### Data shown
——

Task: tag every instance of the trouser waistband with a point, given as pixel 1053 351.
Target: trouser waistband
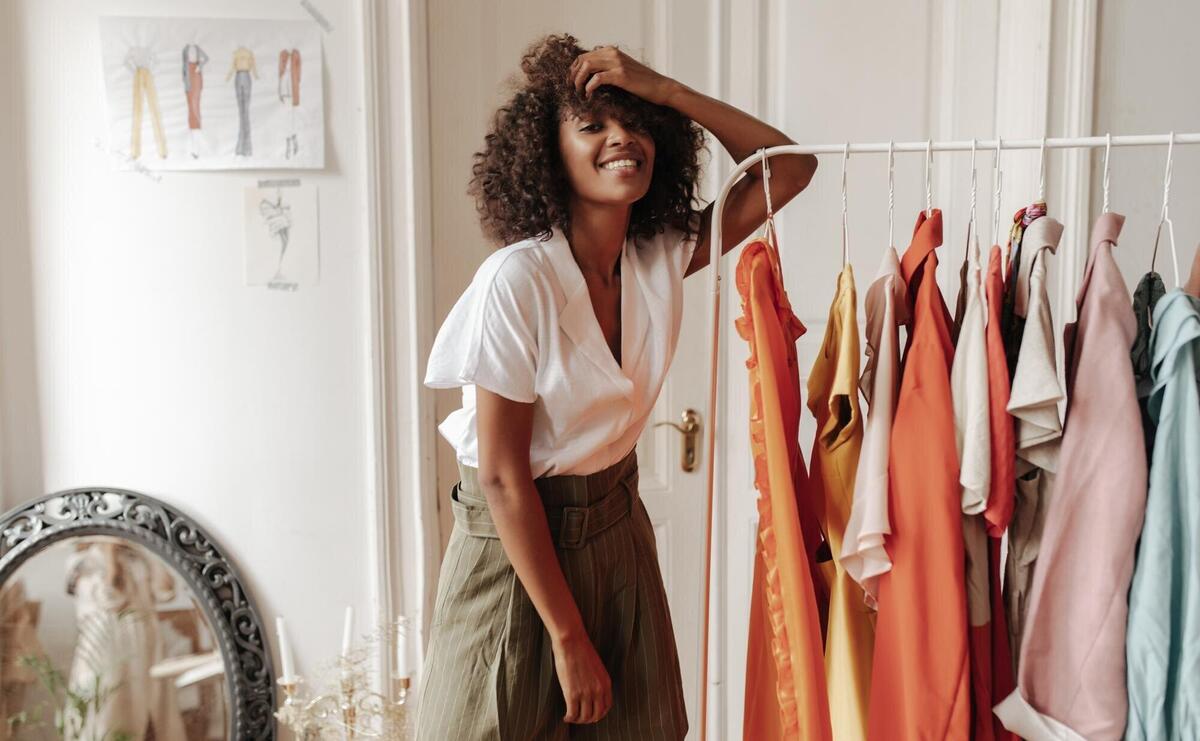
pixel 570 526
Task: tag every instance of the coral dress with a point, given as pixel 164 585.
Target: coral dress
pixel 786 694
pixel 921 674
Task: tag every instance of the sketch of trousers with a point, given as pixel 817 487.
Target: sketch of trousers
pixel 143 88
pixel 241 85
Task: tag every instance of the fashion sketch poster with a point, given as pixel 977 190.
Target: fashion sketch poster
pixel 193 94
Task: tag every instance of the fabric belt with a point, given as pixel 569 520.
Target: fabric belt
pixel 570 526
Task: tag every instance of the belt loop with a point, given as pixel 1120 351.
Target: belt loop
pixel 574 526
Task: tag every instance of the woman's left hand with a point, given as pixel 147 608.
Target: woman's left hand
pixel 611 66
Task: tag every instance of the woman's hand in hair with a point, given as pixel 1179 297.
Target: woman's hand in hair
pixel 611 66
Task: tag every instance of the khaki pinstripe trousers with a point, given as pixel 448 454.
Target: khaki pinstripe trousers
pixel 490 670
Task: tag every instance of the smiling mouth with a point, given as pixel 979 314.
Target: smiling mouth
pixel 622 166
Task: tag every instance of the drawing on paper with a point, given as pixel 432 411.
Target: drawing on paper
pixel 139 61
pixel 277 217
pixel 193 84
pixel 289 95
pixel 256 126
pixel 281 235
pixel 244 66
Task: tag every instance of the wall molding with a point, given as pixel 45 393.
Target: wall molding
pixel 403 535
pixel 1074 190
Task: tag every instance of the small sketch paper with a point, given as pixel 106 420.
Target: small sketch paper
pixel 282 236
pixel 198 94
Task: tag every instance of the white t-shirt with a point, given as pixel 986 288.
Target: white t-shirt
pixel 525 329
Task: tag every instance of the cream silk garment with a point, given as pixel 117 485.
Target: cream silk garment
pixel 786 696
pixel 1072 668
pixel 972 434
pixel 863 554
pixel 1033 403
pixel 833 399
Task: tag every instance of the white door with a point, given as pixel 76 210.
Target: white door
pixel 675 496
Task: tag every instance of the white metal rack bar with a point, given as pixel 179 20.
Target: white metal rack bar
pixel 880 148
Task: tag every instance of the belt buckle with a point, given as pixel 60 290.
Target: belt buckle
pixel 579 518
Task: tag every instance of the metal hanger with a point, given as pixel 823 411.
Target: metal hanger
pixel 845 227
pixel 1165 216
pixel 892 194
pixel 929 178
pixel 1108 149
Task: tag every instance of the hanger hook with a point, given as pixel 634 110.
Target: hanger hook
pixel 1108 150
pixel 766 180
pixel 995 184
pixel 971 222
pixel 892 192
pixel 929 180
pixel 1165 216
pixel 845 228
pixel 1042 170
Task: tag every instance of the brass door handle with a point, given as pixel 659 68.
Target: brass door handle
pixel 690 429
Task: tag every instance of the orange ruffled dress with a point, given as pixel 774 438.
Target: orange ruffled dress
pixel 786 691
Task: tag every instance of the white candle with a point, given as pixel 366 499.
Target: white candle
pixel 285 650
pixel 402 648
pixel 348 631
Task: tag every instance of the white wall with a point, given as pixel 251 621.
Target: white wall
pixel 131 353
pixel 1145 84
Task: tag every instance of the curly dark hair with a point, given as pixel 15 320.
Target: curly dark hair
pixel 519 181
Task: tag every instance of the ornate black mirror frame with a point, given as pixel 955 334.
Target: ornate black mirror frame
pixel 191 552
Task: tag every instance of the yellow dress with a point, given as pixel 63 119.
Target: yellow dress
pixel 833 399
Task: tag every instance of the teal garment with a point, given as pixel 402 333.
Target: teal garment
pixel 1163 642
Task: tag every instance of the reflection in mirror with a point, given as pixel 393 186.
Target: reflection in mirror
pixel 101 640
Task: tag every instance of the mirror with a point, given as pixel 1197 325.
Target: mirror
pixel 121 621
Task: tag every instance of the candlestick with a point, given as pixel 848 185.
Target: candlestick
pixel 402 669
pixel 285 650
pixel 348 631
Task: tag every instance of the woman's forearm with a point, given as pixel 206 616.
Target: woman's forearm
pixel 525 534
pixel 739 133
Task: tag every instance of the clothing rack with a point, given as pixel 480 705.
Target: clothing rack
pixel 881 148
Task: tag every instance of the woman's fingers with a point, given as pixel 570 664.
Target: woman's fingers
pixel 573 709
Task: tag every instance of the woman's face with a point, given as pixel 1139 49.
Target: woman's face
pixel 597 154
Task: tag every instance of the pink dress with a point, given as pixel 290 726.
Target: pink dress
pixel 1072 669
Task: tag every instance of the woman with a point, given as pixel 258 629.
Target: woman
pixel 551 608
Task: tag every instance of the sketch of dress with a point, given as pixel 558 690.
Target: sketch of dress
pixel 193 84
pixel 139 60
pixel 289 67
pixel 277 220
pixel 244 65
pixel 117 590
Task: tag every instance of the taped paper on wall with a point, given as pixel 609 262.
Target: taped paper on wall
pixel 195 94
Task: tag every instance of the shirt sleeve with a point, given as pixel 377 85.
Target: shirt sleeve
pixel 490 338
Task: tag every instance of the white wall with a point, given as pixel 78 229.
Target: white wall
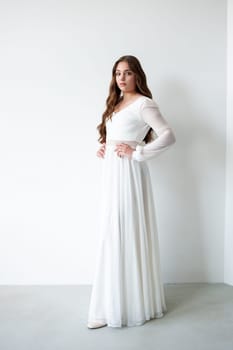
pixel 228 271
pixel 56 61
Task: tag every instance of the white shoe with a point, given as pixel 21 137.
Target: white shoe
pixel 96 324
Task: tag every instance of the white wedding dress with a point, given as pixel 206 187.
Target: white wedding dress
pixel 127 288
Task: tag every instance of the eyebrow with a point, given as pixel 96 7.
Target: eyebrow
pixel 118 70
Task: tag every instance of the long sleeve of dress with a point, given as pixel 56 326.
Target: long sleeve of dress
pixel 151 115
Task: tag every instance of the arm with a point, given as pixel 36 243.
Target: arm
pixel 151 115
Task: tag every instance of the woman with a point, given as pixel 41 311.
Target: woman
pixel 127 288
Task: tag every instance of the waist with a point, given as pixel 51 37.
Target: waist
pixel 130 143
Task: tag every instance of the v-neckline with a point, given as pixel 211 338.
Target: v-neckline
pixel 129 105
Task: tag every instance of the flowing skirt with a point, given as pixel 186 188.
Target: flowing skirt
pixel 127 288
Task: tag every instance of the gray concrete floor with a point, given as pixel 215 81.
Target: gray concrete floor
pixel 200 316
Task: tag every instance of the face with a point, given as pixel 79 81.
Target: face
pixel 125 78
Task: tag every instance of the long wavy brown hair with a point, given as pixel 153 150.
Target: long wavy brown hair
pixel 114 96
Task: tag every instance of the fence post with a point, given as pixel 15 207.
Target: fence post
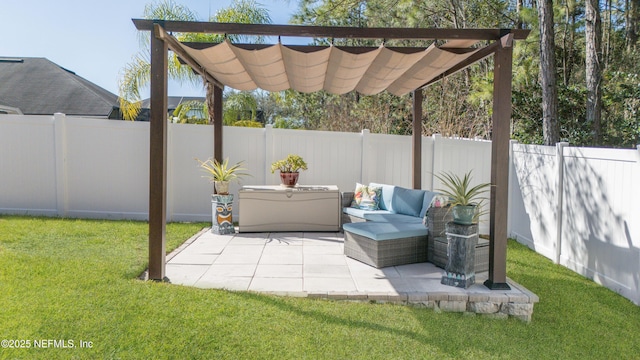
pixel 268 151
pixel 60 141
pixel 364 160
pixel 436 164
pixel 559 196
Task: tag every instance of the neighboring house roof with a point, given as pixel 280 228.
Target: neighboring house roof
pixel 38 86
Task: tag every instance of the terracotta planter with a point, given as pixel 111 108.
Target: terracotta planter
pixel 289 179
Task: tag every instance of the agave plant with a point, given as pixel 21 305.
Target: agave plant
pixel 221 171
pixel 459 191
pixel 292 163
pixel 461 194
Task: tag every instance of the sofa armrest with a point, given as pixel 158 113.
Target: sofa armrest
pixel 347 198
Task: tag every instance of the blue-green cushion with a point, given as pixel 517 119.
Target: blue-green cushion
pixel 380 231
pixel 428 198
pixel 407 201
pixel 392 218
pixel 361 213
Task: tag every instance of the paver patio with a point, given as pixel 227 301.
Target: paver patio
pixel 312 264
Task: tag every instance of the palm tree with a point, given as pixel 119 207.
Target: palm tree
pixel 136 74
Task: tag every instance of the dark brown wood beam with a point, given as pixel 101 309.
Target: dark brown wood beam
pixel 217 123
pixel 416 139
pixel 177 48
pixel 481 54
pixel 340 32
pixel 500 166
pixel 158 160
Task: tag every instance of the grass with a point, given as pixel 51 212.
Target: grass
pixel 75 280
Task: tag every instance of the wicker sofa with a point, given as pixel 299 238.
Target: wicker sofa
pixel 392 235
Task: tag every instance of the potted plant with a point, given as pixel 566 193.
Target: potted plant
pixel 220 173
pixel 465 201
pixel 289 169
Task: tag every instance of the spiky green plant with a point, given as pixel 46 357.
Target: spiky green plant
pixel 221 171
pixel 292 163
pixel 459 191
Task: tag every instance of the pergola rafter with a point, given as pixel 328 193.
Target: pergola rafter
pixel 415 61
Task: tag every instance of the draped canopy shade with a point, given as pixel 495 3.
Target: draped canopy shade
pixel 335 69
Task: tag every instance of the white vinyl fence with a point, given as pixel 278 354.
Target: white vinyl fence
pixel 576 206
pixel 76 167
pixel 580 207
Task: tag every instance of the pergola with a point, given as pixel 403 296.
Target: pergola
pixel 368 70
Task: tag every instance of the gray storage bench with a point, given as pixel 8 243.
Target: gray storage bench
pixel 382 244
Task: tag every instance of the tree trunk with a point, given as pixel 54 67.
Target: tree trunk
pixel 632 13
pixel 210 102
pixel 593 58
pixel 550 128
pixel 519 7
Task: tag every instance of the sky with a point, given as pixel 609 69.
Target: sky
pixel 96 39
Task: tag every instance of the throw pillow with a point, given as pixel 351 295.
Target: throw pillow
pixel 407 201
pixel 366 197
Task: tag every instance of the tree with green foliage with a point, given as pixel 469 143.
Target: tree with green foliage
pixel 136 75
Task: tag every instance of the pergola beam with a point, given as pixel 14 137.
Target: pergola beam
pixel 501 48
pixel 416 140
pixel 502 67
pixel 175 46
pixel 340 32
pixel 158 160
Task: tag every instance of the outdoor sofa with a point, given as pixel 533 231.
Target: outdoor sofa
pixel 388 229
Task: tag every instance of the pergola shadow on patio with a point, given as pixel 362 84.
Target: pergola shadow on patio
pixel 313 265
pixel 339 70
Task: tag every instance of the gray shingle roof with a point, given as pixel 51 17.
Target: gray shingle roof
pixel 38 86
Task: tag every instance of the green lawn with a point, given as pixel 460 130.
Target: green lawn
pixel 76 280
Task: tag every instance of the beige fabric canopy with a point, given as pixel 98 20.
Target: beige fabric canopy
pixel 332 68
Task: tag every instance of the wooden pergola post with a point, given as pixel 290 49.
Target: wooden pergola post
pixel 158 159
pixel 502 50
pixel 217 123
pixel 500 164
pixel 417 139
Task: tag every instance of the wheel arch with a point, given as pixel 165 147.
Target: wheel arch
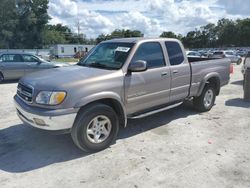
pixel 111 99
pixel 211 79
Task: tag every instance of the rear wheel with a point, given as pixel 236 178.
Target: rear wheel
pixel 1 77
pixel 205 101
pixel 95 128
pixel 239 62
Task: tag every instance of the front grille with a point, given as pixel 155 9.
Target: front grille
pixel 25 92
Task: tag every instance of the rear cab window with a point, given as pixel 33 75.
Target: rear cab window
pixel 10 58
pixel 152 53
pixel 30 58
pixel 175 53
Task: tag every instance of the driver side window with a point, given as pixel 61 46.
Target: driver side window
pixel 151 52
pixel 29 58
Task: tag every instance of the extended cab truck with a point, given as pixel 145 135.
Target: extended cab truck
pixel 119 79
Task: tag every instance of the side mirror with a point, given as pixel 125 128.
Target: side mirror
pixel 137 66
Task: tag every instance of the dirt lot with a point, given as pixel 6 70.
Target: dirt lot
pixel 176 148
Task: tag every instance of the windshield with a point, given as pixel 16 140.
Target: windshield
pixel 108 56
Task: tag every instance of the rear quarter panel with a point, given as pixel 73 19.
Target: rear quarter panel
pixel 203 70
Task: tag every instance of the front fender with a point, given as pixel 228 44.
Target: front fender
pixel 101 96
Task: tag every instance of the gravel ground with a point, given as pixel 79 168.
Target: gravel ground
pixel 176 148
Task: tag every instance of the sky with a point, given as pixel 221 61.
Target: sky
pixel 151 17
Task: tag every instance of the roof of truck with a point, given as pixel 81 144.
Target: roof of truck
pixel 136 39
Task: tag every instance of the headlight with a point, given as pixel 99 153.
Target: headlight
pixel 50 97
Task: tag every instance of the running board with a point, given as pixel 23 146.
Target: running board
pixel 154 111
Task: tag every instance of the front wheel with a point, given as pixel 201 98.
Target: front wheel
pixel 239 62
pixel 205 101
pixel 1 77
pixel 95 128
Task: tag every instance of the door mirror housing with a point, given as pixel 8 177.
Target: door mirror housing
pixel 137 66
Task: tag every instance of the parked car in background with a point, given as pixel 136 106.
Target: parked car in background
pixel 228 54
pixel 193 54
pixel 246 63
pixel 241 53
pixel 15 65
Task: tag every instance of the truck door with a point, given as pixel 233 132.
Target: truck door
pixel 180 71
pixel 149 88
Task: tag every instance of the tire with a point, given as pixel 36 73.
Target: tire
pixel 1 78
pixel 206 100
pixel 239 62
pixel 102 125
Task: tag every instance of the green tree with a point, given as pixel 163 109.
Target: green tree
pixel 8 23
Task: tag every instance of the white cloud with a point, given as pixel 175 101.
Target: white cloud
pixel 150 17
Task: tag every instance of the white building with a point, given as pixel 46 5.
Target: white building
pixel 68 50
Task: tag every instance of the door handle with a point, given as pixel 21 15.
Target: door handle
pixel 164 74
pixel 175 71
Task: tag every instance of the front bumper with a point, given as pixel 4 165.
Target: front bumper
pixel 54 120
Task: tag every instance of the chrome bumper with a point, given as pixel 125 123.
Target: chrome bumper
pixel 53 123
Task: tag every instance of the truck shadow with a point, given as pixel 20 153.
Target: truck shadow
pixel 239 82
pixel 9 82
pixel 23 148
pixel 238 103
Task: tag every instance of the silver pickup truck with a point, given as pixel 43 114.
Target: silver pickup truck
pixel 119 79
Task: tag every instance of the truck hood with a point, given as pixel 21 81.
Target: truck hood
pixel 64 77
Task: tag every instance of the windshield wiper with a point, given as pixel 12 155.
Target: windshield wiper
pixel 99 65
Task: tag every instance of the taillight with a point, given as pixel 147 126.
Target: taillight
pixel 231 68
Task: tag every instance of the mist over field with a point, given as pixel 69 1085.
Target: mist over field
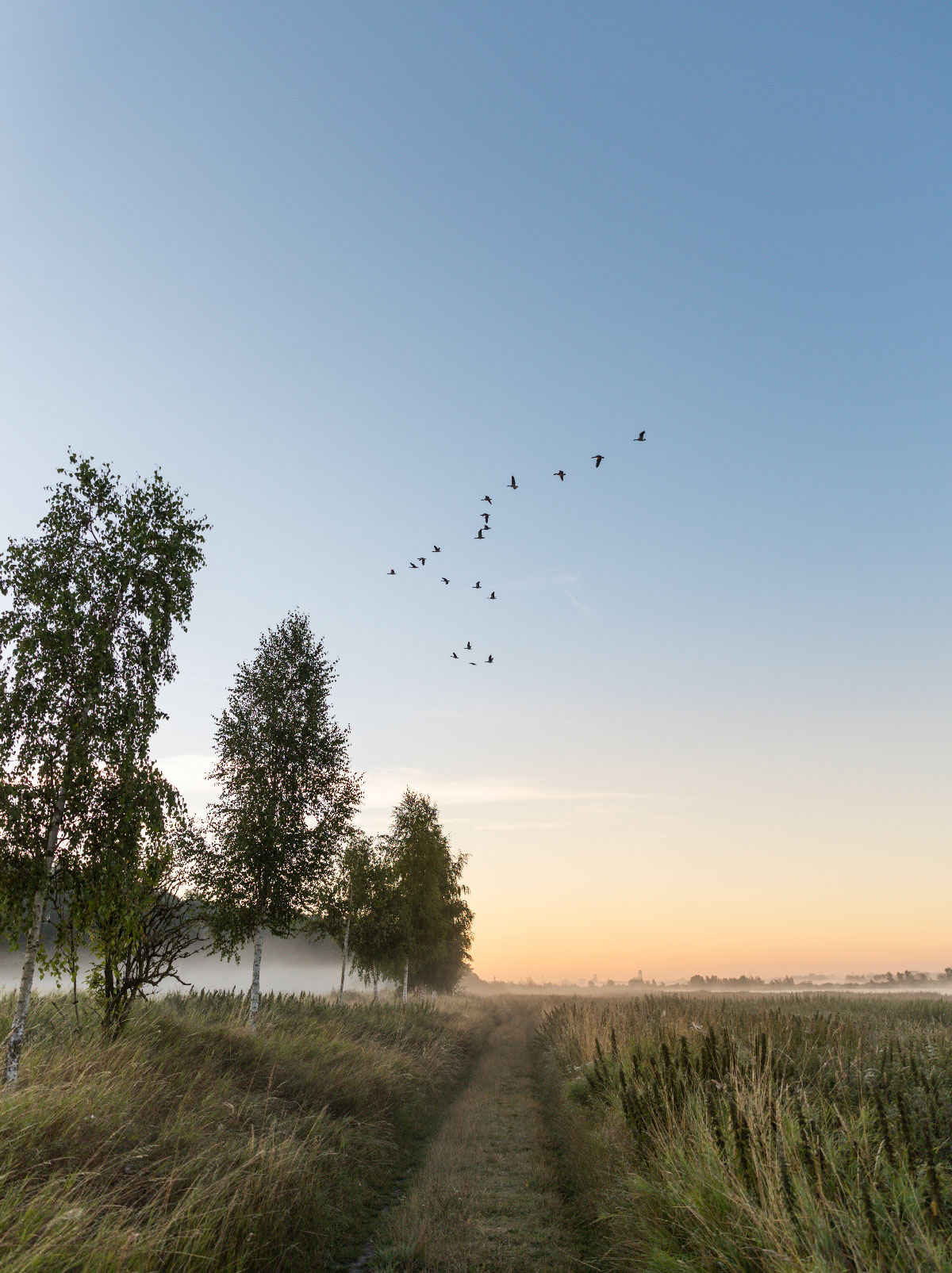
pixel 288 966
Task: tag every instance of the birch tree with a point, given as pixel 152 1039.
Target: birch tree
pixel 288 796
pixel 84 650
pixel 433 921
pixel 134 907
pixel 359 911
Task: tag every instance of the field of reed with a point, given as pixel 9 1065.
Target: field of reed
pixel 756 1134
pixel 191 1144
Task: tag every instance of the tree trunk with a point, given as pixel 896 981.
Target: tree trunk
pixel 344 961
pixel 255 982
pixel 14 1041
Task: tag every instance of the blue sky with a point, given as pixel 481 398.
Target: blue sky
pixel 340 270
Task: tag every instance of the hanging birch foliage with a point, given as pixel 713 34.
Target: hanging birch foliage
pixel 288 795
pixel 84 650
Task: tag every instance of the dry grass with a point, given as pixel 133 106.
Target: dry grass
pixel 758 1136
pixel 193 1145
pixel 484 1199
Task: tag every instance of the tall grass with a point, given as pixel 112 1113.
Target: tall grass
pixel 194 1145
pixel 755 1136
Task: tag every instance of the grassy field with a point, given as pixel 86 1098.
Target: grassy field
pixel 194 1145
pixel 484 1199
pixel 756 1134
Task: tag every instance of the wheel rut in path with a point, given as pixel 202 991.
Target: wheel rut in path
pixel 484 1199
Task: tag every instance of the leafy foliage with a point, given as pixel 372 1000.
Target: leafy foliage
pixel 288 795
pixel 433 922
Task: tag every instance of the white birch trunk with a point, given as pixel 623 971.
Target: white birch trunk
pixel 14 1041
pixel 344 961
pixel 255 982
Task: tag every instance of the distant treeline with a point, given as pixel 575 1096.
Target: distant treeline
pixel 97 849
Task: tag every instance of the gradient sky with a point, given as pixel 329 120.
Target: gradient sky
pixel 340 270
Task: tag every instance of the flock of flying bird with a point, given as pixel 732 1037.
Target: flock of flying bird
pixel 482 535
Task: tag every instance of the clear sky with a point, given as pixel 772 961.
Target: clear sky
pixel 341 269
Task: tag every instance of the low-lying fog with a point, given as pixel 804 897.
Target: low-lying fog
pixel 288 966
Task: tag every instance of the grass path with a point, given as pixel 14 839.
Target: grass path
pixel 484 1198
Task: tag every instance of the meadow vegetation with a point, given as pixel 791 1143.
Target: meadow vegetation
pixel 756 1134
pixel 193 1142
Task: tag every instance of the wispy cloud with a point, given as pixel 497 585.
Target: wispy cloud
pixel 383 787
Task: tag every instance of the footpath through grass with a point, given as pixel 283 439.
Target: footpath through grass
pixel 194 1145
pixel 770 1134
pixel 484 1199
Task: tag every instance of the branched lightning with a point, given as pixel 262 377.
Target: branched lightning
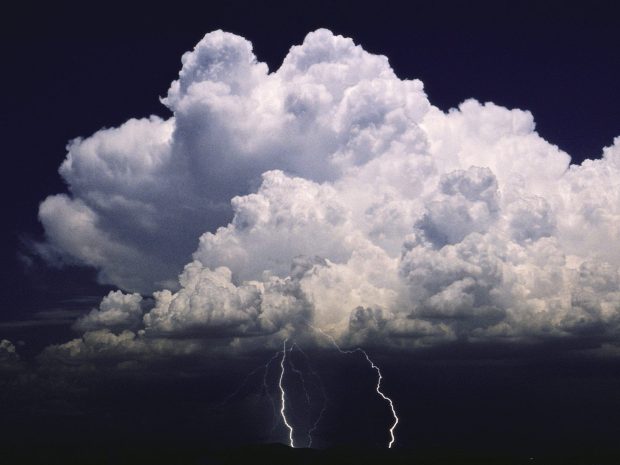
pixel 283 397
pixel 318 419
pixel 379 378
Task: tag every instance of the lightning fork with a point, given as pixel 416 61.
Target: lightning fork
pixel 379 378
pixel 283 397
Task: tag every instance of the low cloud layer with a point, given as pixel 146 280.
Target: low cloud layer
pixel 332 195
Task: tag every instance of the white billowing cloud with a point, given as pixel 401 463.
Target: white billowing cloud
pixel 209 302
pixel 141 194
pixel 125 349
pixel 331 194
pixel 116 310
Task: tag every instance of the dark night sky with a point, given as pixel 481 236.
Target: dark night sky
pixel 71 69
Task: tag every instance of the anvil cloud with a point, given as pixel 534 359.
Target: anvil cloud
pixel 331 193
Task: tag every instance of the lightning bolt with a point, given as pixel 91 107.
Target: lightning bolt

——

### The request
Look for the line that contains "Task: tag every instance of the footpath", then please copy it and the rest of the lines through the end of the data, pictures excluded.

### Finished task
Task: tag every instance of the footpath through grass with a point, given as pixel 283 439.
Target: footpath through grass
pixel 194 1145
pixel 770 1134
pixel 484 1199
Task: tag every instance of the branched lightning with a point, given as pixel 262 377.
Target: branched lightning
pixel 283 397
pixel 318 419
pixel 379 378
Task: tag every instance of the lightning fork with a point, given as pixel 416 61.
Target: lightning fork
pixel 379 378
pixel 283 397
Task: tag every instance of the low cloud layer with a point, given as pixel 146 280.
Target: low cloud layer
pixel 332 195
Task: tag every instance of the white billowing cloud with a point, given as pixel 401 463.
Target: white billowing cloud
pixel 209 302
pixel 141 194
pixel 125 349
pixel 331 194
pixel 116 310
Task: tag every instance of the dark night sky with a point, given as pixel 481 236.
Target: dark night sky
pixel 71 69
Task: tag every instance of the anvil cloud with a point, given as pixel 534 359.
Target: anvil cloud
pixel 331 193
Task: tag every instance of the lightning bolt with a point, given as pixel 91 107.
Target: lightning bolt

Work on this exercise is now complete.